Lack of access to dental care leads to expensive emergency room care

Mary Otto

About Mary Otto

Mary Otto, a Washington, D.C.-based freelancer, is AHCJ's topic leader on oral health and the author of "Teeth: The Story of Beauty, Inequality, and the Struggle for Oral Health in America." She can be reached at mary@healthjournalism.org.

In recent years, hospital emergency departments (EDs) have drawn millions of poor and underinsured patients coping with dental problems. Yet EDs remain tremendously expensive and ineffective sources of dental care, two new studies remind us.

Between 2008 and 2010, more than 4 million patients turned to hospital EDs for help with dental conditions at a cost of $2.7 billion. Research suggests that the vast majority did not receive dental procedures, but were instead treated with prescription medications. A total of 101 of the patients died in the emergency rooms, according to the study published in the April issue of the Journal of the American Dental Association.

The authors used data gleaned from the Nationwide Emergency Department Sample of the Healthcare Cost and Utilization Project, sponsored by the Agency for Healthcare Research and Quality (AHRQ), to produce their paper. They found that uninsured patients made slightly more than 40 percent of all dental-condition related ED visits.

With routine professional and home care, most of the dental problems could have been addressed in less costly and more effective ways, or prevented altogether, the researchers noted. The lack of insurance or the means to pay for care, geographical isolation, poor diet and poor oral hygiene all contribute to the oral conditions that drive people to hospitals. Yet such patients seldom find actual dental care on the visits; only treatment with prescription medications, they pointed out.

Point localization data
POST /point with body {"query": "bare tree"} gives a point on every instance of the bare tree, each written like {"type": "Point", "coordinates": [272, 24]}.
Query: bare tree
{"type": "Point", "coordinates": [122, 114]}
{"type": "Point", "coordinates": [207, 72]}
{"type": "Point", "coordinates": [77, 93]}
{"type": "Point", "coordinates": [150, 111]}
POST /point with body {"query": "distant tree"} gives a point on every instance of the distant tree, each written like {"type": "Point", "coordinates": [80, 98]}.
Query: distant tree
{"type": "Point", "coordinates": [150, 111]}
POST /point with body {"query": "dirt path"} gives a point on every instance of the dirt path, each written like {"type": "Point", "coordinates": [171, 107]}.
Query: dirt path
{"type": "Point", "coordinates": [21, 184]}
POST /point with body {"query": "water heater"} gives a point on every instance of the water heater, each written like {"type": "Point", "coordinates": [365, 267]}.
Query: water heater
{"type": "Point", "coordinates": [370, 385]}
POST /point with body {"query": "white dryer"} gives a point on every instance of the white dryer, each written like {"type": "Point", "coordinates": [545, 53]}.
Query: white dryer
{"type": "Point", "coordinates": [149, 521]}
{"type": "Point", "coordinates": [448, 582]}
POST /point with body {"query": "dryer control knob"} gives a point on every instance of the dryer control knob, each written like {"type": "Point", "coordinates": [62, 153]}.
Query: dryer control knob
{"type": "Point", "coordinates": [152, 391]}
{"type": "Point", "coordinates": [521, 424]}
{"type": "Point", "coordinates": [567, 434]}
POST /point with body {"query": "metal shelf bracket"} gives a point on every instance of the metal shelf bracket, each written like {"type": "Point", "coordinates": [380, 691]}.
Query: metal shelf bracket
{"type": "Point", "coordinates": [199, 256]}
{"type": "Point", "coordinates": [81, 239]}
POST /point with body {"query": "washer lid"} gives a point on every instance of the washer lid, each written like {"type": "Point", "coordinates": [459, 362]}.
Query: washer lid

# [Tasks and exercises]
1. According to the article on emergency room dental care, which factors contribute to the oral conditions that drive people to hospitals? List each one.
2. In one to three sentences, explain why the article on emergency room dental care calls emergency departments ineffective sources of dental care.
3. Write the next paragraph of the article on emergency room dental care, picking up after its final sentence.
The records above are separate material, unrelated to the article on emergency room dental care.

# [Expected responses]
1.
- Lack of insurance or the means to pay for care
- Geographical isolation
- Poor diet
- Poor oral hygiene

2. Patients who go to emergency departments with dental problems seldom receive actual dental procedures there. Instead, the vast majority are treated only with prescription medications.

3.
“Health care providers, policymakers and hospital administrators should consider establishing oral health experts within hospital settings who can consult with treating clinicians regarding oral health emergencies or can directly manage the emergencies themselves,” concluded the research team, led by Veerasathpurush Allareddy, an associate professor at the College of Dentistry and Dental Clinics at The University of Iowa.

In a smaller study, researchers from the Rutgers Center for Health Care Policy and the Rutgers School of Dental Medicine focused upon emergency department visits for dental problems in poor regions of New Jersey between 2008 and 2010 and drew similar conclusions.

“Emergency departments are poorly equipped to deal definitively with dental and oral health needs,” noted lead author Kristen Lloyd. “Still, many people seek care in emergency departments for non-traumatic dental and dental-related conditions, possibly indicating inadequate access to dental care in the community.”

The Rutgers team found that young adults, particularly those lacking insurance or covered by Medicaid, were the biggest users. The researchers suggested that more dental providers in poor communities, higher Medicaid reimbursement rates for dental care and improved relationships between medical and dental providers could help address dental needs before patients end up seeking care in emergency rooms.

The two studies add to a growing body of research into the burgeoning problem.

Last year, a study by the American Dental Association found the number of dental emergency department visits had risen from 1.1 million in 2000 to 2.1 million in 2010. Over the same decade, dental emergency department visits also increased as a share of total emergency department visits. Dental visits increased from 1.06 percent of all emergency room visits in 2000 to 1.65 percent in 2010, the study found.

In 2009 alone, more than 900,000 emergency department visits and nearly 13,000 hospital inpatient stays were related to dental conditions, according to a statistical brief released last year by AHRQ.

Between 2006 and 2009, the incidence of emergency department visits for patients seeking dental treatment increased by 16 percent, rising from 874,000 to 936,432 visits, the report found.

The findings of the federal report echoed those contained in a 2012 study released by the Pew Center on the States. “A Costly Dental Destination: Hospital Care Means States Pay Dearly” found that financially stressed states have been required to bear the cost of expensive emergency treatment for decay, abscesses and other dental ailments.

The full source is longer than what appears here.